___ INFORMATION SUPPLIED ___

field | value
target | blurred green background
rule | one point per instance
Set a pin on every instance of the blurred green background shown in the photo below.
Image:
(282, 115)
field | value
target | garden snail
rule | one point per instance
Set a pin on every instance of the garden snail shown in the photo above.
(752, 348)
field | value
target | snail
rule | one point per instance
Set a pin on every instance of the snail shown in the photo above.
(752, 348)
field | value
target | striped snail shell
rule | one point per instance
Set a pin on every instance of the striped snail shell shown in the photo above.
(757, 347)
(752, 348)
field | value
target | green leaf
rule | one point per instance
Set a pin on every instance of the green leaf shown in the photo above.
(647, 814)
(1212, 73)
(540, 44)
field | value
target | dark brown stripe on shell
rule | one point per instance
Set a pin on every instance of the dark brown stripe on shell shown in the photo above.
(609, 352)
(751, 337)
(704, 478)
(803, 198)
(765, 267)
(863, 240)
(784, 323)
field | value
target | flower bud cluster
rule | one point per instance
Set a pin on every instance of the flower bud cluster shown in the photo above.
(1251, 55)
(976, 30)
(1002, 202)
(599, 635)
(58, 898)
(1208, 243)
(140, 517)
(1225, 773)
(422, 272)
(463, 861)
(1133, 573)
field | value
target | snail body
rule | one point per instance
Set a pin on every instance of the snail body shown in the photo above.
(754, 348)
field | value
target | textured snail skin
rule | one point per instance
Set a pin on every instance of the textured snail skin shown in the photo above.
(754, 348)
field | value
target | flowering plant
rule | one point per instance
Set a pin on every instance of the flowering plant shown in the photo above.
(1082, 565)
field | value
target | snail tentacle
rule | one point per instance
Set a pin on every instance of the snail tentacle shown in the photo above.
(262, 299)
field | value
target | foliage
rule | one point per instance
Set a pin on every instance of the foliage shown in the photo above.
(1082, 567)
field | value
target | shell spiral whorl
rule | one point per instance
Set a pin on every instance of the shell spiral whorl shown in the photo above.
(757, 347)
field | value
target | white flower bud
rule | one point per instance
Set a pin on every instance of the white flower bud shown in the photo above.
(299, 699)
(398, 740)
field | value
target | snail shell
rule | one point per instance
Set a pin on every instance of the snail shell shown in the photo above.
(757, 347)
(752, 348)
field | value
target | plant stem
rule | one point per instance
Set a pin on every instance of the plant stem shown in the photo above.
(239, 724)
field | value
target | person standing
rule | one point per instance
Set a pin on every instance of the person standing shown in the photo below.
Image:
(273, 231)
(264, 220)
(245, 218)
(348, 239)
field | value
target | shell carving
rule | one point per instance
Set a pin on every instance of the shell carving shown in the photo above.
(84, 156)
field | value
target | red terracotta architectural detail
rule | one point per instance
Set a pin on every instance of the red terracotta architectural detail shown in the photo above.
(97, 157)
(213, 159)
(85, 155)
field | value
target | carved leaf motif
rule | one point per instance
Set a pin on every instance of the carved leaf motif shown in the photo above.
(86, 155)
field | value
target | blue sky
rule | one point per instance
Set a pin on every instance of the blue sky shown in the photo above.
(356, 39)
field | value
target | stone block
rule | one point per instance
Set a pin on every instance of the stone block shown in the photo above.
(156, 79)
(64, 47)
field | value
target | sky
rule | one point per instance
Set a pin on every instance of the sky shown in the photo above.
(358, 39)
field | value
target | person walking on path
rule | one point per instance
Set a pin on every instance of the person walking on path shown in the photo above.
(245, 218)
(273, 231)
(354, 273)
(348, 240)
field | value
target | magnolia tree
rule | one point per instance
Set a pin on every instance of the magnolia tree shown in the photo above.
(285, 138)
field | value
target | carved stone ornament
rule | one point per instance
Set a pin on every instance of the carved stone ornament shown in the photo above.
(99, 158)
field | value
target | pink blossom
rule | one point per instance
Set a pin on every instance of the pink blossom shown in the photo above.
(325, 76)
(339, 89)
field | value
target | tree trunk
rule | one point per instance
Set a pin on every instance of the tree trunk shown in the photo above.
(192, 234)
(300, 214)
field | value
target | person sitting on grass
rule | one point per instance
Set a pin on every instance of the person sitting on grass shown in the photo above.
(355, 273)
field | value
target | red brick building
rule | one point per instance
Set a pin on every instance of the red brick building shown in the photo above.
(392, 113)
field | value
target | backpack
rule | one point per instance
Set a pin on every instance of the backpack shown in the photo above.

___

→ **WHAT TO WORK ON**: Take from the entries every line that has the string "blurred".

→ **RESULT BELOW**:
target | blurred green background
Set a pin on every instance of the blurred green background shown in the photo below.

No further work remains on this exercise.